● **Instructions to follow**: Retype the entries below word for word, leaving out every picture.

● **Source material**:

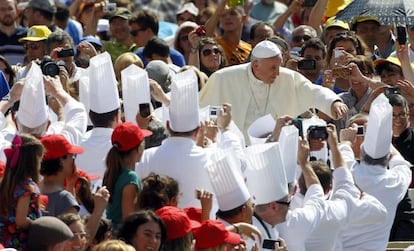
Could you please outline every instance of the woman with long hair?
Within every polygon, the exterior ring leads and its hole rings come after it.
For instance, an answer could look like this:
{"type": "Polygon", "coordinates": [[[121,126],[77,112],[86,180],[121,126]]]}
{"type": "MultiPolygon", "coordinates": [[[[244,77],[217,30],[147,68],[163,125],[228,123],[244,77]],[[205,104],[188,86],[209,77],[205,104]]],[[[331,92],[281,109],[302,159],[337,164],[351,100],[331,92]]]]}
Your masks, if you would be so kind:
{"type": "Polygon", "coordinates": [[[103,185],[111,194],[106,215],[112,220],[114,230],[138,208],[141,183],[135,172],[135,163],[144,152],[144,138],[151,134],[151,131],[140,129],[131,122],[118,125],[112,133],[112,148],[106,156],[103,185]]]}
{"type": "Polygon", "coordinates": [[[5,151],[7,163],[0,183],[0,243],[5,247],[27,250],[31,222],[42,216],[39,182],[44,148],[35,137],[15,135],[5,151]]]}

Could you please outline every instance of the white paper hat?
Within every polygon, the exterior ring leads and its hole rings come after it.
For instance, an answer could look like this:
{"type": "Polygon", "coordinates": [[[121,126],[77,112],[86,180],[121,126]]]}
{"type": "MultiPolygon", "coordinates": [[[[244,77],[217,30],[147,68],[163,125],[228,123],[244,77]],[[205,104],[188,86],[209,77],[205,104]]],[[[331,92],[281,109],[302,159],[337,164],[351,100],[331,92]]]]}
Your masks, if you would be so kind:
{"type": "Polygon", "coordinates": [[[271,58],[280,55],[279,47],[268,40],[258,43],[252,50],[252,57],[255,58],[271,58]]]}
{"type": "Polygon", "coordinates": [[[284,126],[279,136],[279,150],[282,165],[285,168],[286,179],[292,183],[296,179],[299,130],[294,126],[284,126]]]}
{"type": "Polygon", "coordinates": [[[240,171],[240,162],[231,151],[217,153],[206,166],[219,209],[235,209],[251,197],[240,171]]]}
{"type": "Polygon", "coordinates": [[[250,144],[263,144],[266,142],[267,136],[273,132],[276,121],[271,114],[256,119],[247,129],[250,144]]]}
{"type": "Polygon", "coordinates": [[[392,106],[384,94],[379,95],[369,109],[368,125],[363,142],[364,151],[371,158],[385,157],[392,140],[392,106]]]}
{"type": "Polygon", "coordinates": [[[40,66],[34,62],[31,63],[24,81],[17,119],[29,128],[36,128],[49,119],[43,73],[40,66]]]}
{"type": "MultiPolygon", "coordinates": [[[[85,106],[86,114],[89,114],[89,68],[86,68],[84,71],[82,71],[79,78],[79,102],[85,106]]],[[[89,116],[88,125],[92,125],[89,116]]]]}
{"type": "Polygon", "coordinates": [[[175,74],[171,84],[170,128],[189,132],[200,125],[197,75],[193,69],[175,74]]]}
{"type": "Polygon", "coordinates": [[[250,146],[246,148],[246,157],[249,161],[245,172],[247,186],[256,205],[278,201],[288,195],[278,143],[250,146]]]}
{"type": "Polygon", "coordinates": [[[125,120],[136,123],[139,104],[151,103],[148,73],[132,64],[121,71],[121,79],[125,120]]]}
{"type": "Polygon", "coordinates": [[[96,113],[111,112],[120,107],[115,71],[108,52],[90,60],[89,105],[96,113]]]}

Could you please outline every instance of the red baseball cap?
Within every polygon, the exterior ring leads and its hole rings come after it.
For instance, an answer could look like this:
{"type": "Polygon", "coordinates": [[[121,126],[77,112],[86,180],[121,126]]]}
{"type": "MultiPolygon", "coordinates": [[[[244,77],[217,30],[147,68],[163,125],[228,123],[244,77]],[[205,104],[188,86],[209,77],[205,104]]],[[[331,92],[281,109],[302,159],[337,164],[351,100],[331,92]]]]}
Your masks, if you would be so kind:
{"type": "Polygon", "coordinates": [[[185,207],[184,212],[187,214],[190,220],[195,220],[201,223],[201,208],[199,207],[185,207]]]}
{"type": "Polygon", "coordinates": [[[61,134],[51,134],[40,139],[46,149],[43,160],[62,158],[66,154],[83,153],[83,147],[72,145],[65,136],[61,134]]]}
{"type": "Polygon", "coordinates": [[[190,220],[187,214],[173,206],[165,206],[155,211],[167,228],[167,239],[174,240],[190,233],[193,228],[200,227],[200,223],[190,220]]]}
{"type": "Polygon", "coordinates": [[[152,132],[141,129],[131,122],[125,122],[115,127],[111,141],[112,145],[119,151],[125,152],[141,144],[145,137],[151,136],[152,132]]]}
{"type": "Polygon", "coordinates": [[[206,220],[193,230],[196,249],[213,248],[222,243],[238,245],[241,243],[239,234],[230,232],[218,220],[206,220]]]}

● **Answer**:
Could you please outline every instance of the woman with long hair?
Within every polygon, the exterior ring leads and its hole rings come after it.
For instance, an answer could look like this:
{"type": "Polygon", "coordinates": [[[121,126],[77,112],[86,180],[121,126]]]}
{"type": "MultiPolygon", "coordinates": [[[[244,77],[217,30],[147,68],[163,125],[228,123],[244,77]],[[205,104],[188,86],[209,77],[205,104]]],[[[331,92],[281,109],[302,159],[337,164],[351,100],[331,92]]]]}
Your masks, if you would be so kind:
{"type": "Polygon", "coordinates": [[[103,185],[111,194],[106,215],[112,220],[114,230],[138,208],[141,183],[135,172],[135,163],[144,152],[144,138],[151,134],[151,131],[140,129],[131,122],[118,125],[112,133],[112,148],[106,156],[103,185]]]}
{"type": "Polygon", "coordinates": [[[5,151],[7,163],[0,183],[0,243],[5,247],[27,250],[31,222],[42,216],[39,182],[44,148],[35,137],[15,135],[5,151]]]}

Could you please outline every instance of the white paper hat?
Within every polygon, the exterior ring leads and its hole rings come after it.
For instance, an answer could look like this:
{"type": "Polygon", "coordinates": [[[121,126],[77,112],[86,180],[121,126]]]}
{"type": "MultiPolygon", "coordinates": [[[[244,77],[217,30],[147,68],[163,125],[228,123],[244,77]],[[205,104],[188,86],[209,77],[205,104]]],[[[331,92],[281,109],[302,159],[337,164],[351,100],[331,92]]]]}
Your masks, if you would be so kind:
{"type": "Polygon", "coordinates": [[[271,58],[280,55],[279,47],[268,40],[258,43],[252,50],[252,57],[255,58],[271,58]]]}
{"type": "Polygon", "coordinates": [[[284,126],[279,136],[279,150],[282,165],[285,168],[286,179],[292,183],[296,179],[299,130],[294,126],[284,126]]]}
{"type": "Polygon", "coordinates": [[[240,171],[240,162],[231,151],[217,153],[206,166],[219,209],[235,209],[251,197],[240,171]]]}
{"type": "Polygon", "coordinates": [[[250,144],[263,144],[266,142],[267,136],[273,132],[276,121],[271,114],[256,119],[247,129],[250,144]]]}
{"type": "Polygon", "coordinates": [[[392,106],[384,94],[379,95],[369,109],[368,125],[363,142],[364,151],[371,158],[385,157],[392,140],[392,106]]]}
{"type": "Polygon", "coordinates": [[[40,66],[34,62],[31,63],[24,81],[17,119],[29,128],[36,128],[49,119],[43,73],[40,66]]]}
{"type": "MultiPolygon", "coordinates": [[[[85,106],[86,114],[89,114],[89,68],[86,68],[84,71],[82,71],[79,78],[79,102],[85,106]]],[[[89,116],[88,125],[92,125],[89,116]]]]}
{"type": "Polygon", "coordinates": [[[175,74],[171,84],[170,128],[189,132],[200,125],[197,75],[193,69],[175,74]]]}
{"type": "Polygon", "coordinates": [[[250,146],[246,148],[246,157],[249,161],[245,172],[247,186],[256,205],[278,201],[288,195],[278,143],[250,146]]]}
{"type": "Polygon", "coordinates": [[[125,120],[136,123],[139,104],[151,103],[148,73],[132,64],[121,71],[121,79],[125,120]]]}
{"type": "Polygon", "coordinates": [[[96,113],[111,112],[120,107],[115,71],[108,52],[90,60],[89,105],[96,113]]]}

Could you please outline every instance of the red baseball cap?
Within every polygon, the exterior ring leads and its hole rings come after it.
For instance, an answer could look like this:
{"type": "Polygon", "coordinates": [[[121,126],[77,112],[86,180],[121,126]]]}
{"type": "MultiPolygon", "coordinates": [[[[244,77],[217,30],[147,68],[163,125],[228,123],[244,77]],[[205,104],[188,86],[209,77],[205,104]]],[[[331,92],[281,109],[302,159],[337,164],[351,100],[331,92]]]]}
Your masks, if you would be so kind:
{"type": "Polygon", "coordinates": [[[185,207],[184,212],[187,214],[190,220],[195,220],[201,223],[201,208],[199,207],[185,207]]]}
{"type": "Polygon", "coordinates": [[[61,134],[51,134],[40,139],[46,149],[43,160],[62,158],[66,154],[83,153],[83,147],[72,145],[65,136],[61,134]]]}
{"type": "Polygon", "coordinates": [[[190,220],[187,214],[173,206],[165,206],[155,211],[167,228],[167,239],[174,240],[190,233],[193,228],[200,227],[200,223],[190,220]]]}
{"type": "Polygon", "coordinates": [[[152,132],[141,129],[131,122],[125,122],[115,127],[111,141],[112,145],[119,151],[125,152],[141,144],[145,137],[151,136],[152,132]]]}
{"type": "Polygon", "coordinates": [[[206,220],[193,230],[196,249],[213,248],[222,243],[238,245],[241,243],[239,234],[230,232],[218,220],[206,220]]]}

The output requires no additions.